[Problem]
Retype all of the entries word for word.

[Referring expression pointing data]
=== Section Start ===

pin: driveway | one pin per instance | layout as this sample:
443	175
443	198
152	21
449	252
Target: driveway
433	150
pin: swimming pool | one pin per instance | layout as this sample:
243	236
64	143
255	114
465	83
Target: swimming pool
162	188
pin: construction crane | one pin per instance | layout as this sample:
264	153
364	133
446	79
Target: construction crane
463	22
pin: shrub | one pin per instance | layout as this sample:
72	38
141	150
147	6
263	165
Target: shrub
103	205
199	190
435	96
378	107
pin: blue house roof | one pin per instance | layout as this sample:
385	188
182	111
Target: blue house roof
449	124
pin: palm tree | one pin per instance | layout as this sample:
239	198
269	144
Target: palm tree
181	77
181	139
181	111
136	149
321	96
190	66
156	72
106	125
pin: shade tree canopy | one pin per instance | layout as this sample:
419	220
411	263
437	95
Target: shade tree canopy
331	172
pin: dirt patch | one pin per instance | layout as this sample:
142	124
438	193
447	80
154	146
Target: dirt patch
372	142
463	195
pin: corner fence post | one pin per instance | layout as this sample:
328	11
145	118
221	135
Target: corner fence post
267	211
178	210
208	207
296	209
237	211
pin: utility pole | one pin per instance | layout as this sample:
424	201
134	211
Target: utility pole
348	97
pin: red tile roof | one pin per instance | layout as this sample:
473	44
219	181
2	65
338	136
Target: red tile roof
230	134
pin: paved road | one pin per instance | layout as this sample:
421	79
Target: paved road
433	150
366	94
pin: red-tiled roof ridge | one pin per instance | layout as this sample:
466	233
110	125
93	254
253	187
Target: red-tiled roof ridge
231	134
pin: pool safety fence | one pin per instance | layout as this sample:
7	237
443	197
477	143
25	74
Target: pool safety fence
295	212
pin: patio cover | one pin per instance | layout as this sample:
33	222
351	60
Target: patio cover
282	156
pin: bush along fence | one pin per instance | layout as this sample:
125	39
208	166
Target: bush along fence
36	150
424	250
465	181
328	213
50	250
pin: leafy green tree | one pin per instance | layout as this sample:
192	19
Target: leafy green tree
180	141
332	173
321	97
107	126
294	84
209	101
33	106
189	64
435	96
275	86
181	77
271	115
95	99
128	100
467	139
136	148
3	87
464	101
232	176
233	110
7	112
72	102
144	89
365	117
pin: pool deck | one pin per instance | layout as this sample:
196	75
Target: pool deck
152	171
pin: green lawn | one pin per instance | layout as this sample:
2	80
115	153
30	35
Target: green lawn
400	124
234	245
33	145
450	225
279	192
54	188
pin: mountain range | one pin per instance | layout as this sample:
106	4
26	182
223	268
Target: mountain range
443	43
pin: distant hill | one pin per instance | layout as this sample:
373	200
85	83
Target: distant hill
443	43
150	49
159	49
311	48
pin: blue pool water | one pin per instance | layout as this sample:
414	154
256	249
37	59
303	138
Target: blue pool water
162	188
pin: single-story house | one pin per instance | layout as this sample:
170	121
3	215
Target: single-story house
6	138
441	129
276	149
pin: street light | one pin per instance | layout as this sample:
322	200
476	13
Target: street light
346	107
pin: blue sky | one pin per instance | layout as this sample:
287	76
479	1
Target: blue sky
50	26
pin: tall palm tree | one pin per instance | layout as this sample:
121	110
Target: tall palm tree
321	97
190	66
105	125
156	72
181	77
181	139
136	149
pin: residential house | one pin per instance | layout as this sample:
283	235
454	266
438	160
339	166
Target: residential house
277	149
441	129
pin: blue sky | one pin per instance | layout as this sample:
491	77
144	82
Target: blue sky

=== Section End ===

[Finished task]
pin: driveway | one pin per instance | layout as this sample:
443	175
443	198
152	21
449	252
Target: driveway
433	150
pin: swimming pool | one pin per instance | layout as this sample:
243	236
64	143
255	114
465	83
Target: swimming pool
162	188
pin: construction crane | one pin per instance | layout as this sample:
264	153
364	133
446	79
Target: construction crane
463	22
pin: shrub | one pin per instance | layout as this sample:
72	38
141	150
147	6
263	165
Target: shrub
103	205
199	190
435	96
378	107
pin: blue house roof | one pin per instance | layout as this sample:
385	188
182	111
Target: blue house roof
449	124
pin: palm tree | one pin per instance | layout as this sample:
239	198
269	144
Target: palm tree
181	77
181	139
181	111
136	149
321	96
190	66
156	72
106	125
pin: shade tree canopy | one pin per instance | layout as this sample:
419	220
411	263
437	95
Target: shade tree canopy
331	172
pin: dirt patch | one pin per instance | layout as this sample:
142	124
438	193
447	80
154	146
Target: dirt patch
372	142
463	195
pin: corner fence post | one pin per instance | layout as this sample:
328	11
145	118
221	135
Target: corner fence post
267	211
178	210
208	207
296	209
237	211
pin: utility pole | one pin per instance | layout as this sample:
424	201
134	211
Target: utility pole
348	97
pin: red tile roof | one pin per instance | layout as this sample:
473	44
219	181
2	65
338	136
Target: red tile roof
230	134
pin: paved road | one pin per instance | layout as this sample:
421	79
Target: paved road
433	150
366	94
pin: red-tiled roof ridge | one pin per instance | layout as this sample:
466	233
110	125
93	254
253	187
Target: red-tiled roof ridge
231	134
pin: pool safety fence | one pin per instance | layout as this sample:
7	237
443	197
477	143
25	74
Target: pool safety fence
295	212
pin: patio cover | one pin per instance | layout as this sample:
33	222
351	60
Target: patio cover
282	156
pin: bush along fence | one pin per instance | layout as this sample:
125	39
208	166
Target: bush along fence
36	150
424	250
465	181
328	213
50	250
pin: leafy green tree | one pin per instance | layout as this sample:
192	19
Target: leafy green tree
180	141
332	173
321	97
107	126
294	84
209	101
33	106
189	64
435	96
275	86
181	77
271	115
95	99
128	100
467	139
136	148
3	87
464	101
232	176
233	110
7	112
72	102
144	89
365	117
pin: pool deck | one pin per instance | layout as this sample:
196	75
Target: pool deck
152	171
pin: green lawn | one pin per instance | layout as this sample:
2	80
115	153
30	35
Target: green lawn
400	124
234	245
33	145
450	225
279	192
54	188
pin: mountain range | one pin per instance | layout as this sample:
106	4
26	182
223	268
Target: mountain range
443	43
pin: distant hill | one pin per instance | layout as this sample:
373	200
85	83
Target: distant hill
443	43
150	49
159	49
311	48
pin: blue pool water | one pin per instance | layout as this sample:
414	154
256	249
37	59
303	138
Target: blue pool water
162	188
pin: single-story house | one pin per instance | layout as this sample:
170	121
3	215
Target: single-story house
6	138
441	129
276	149
pin: street light | one pin per instance | layout as this sample:
322	200
476	13
Target: street light
346	107
pin: blue sky | one pin per instance | layout as this sample:
287	76
479	1
Target: blue sky
50	26
pin: tall palm tree | one pin per instance | layout as this sample:
121	110
Target: tall palm tree
321	97
190	66
105	125
156	72
181	77
181	139
136	149
pin: residential house | one pin per instance | layout as this sample:
283	235
454	266
438	160
339	166
Target: residential house
277	149
441	129
pin: blue sky | one pin per instance | layout as this sample:
491	77
144	82
Target: blue sky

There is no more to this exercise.